* [EXERCISE]:
Could you write out the records below exactly, without omitting a line?

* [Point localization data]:
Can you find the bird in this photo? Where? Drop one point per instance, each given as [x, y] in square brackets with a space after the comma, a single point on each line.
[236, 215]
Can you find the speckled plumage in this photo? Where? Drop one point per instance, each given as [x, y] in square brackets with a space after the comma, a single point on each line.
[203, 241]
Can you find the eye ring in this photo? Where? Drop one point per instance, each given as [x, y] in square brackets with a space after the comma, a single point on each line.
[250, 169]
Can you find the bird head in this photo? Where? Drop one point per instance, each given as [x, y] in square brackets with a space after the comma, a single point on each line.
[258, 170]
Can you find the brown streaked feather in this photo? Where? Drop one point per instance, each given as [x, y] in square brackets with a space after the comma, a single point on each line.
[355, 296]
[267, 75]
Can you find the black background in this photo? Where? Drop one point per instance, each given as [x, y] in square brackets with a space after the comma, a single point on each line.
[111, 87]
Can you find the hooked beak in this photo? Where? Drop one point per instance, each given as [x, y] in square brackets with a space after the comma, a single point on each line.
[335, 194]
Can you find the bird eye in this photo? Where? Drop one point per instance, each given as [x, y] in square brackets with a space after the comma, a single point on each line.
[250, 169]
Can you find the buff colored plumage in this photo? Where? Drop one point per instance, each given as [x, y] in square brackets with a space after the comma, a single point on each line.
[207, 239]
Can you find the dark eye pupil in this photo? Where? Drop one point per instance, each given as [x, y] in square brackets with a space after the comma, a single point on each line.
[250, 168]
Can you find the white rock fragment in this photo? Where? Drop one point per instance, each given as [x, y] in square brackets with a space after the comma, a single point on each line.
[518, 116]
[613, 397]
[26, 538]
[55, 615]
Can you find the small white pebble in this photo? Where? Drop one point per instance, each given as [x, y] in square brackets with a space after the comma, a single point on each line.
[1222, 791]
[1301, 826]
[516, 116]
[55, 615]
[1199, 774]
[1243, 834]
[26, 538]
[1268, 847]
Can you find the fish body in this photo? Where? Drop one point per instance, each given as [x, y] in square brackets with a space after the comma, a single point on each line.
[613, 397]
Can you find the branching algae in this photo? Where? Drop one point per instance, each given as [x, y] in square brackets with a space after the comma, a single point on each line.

* [ANSWER TO THE EXERCISE]:
Can you find the bird in this photo? Where? Drop one point per instance, each given as [x, y] in square brackets with a space after the comma, a single point on each line.
[236, 215]
Can you find the speckled plumage in this photo? Where? Drop one point per instance, each given as [x, y] in square brackets with a space after the comma, a single point on each line.
[203, 241]
Can you find the eye ring in this photo? Where? Drop one point per instance, each given as [x, y] in square brackets with a space after the comma, a single point on each line.
[250, 169]
Can you find the bird head in this photo? Where? Drop one point per instance, each given as [x, y] in square brackets with a space after the comma, a single point on each line.
[258, 170]
Can you find the brown streaked feather in this photo? Where? Drop one point per instance, each given as [x, y] in square brackets with a space after the comma, a single point on each line.
[355, 296]
[267, 75]
Can you find the black background in this photo? Where? Drop one point per instance, each given as [x, y] in square brackets with a space after the comma, a single point on each line.
[111, 87]
Can you find the hooked beak in this photo? Where? Drop one point per instance, each given as [x, y] in square brackets with a space after the comma, a single point on each line.
[335, 194]
Can you find the bird eye in this photo? Where? Drop one point per instance, each given as [x, y] in square brackets with a space after the comma, a single point on each line.
[250, 169]
Can you find the buff colored plumage in this photo? Where? Drop one point per instance, each given as [x, y] in square brackets with a space after the comma, a single point on each line.
[207, 239]
Can you find the dark eye pupil in this photo? Where? Drop one point per instance, each given as [x, y] in square brackets with a space after the comma, a single point on each line.
[250, 168]
Can you find the white rock fragment in this photo? Where? Drop one point per instance, each given as [x, y] in square brackets with a space after the comma, a single point on each line.
[518, 116]
[613, 397]
[26, 538]
[55, 615]
Can you find the small white pebble in this photo? Where? Drop one point per instance, each given as [x, y] in square brackets with a space after the comma, a single point on each line.
[1222, 791]
[1301, 826]
[516, 116]
[55, 615]
[1199, 774]
[1243, 834]
[26, 538]
[1268, 847]
Can you find the fish body in this photo? Where? Drop one point per instance, each given as [x, y] in square brackets with a space after the comma, a single point on each line.
[613, 397]
Can you find the branching algae in this photo? Where? Drop one point per instance, each given as [x, y] in square brackets with a space after the comma, a single point on each line.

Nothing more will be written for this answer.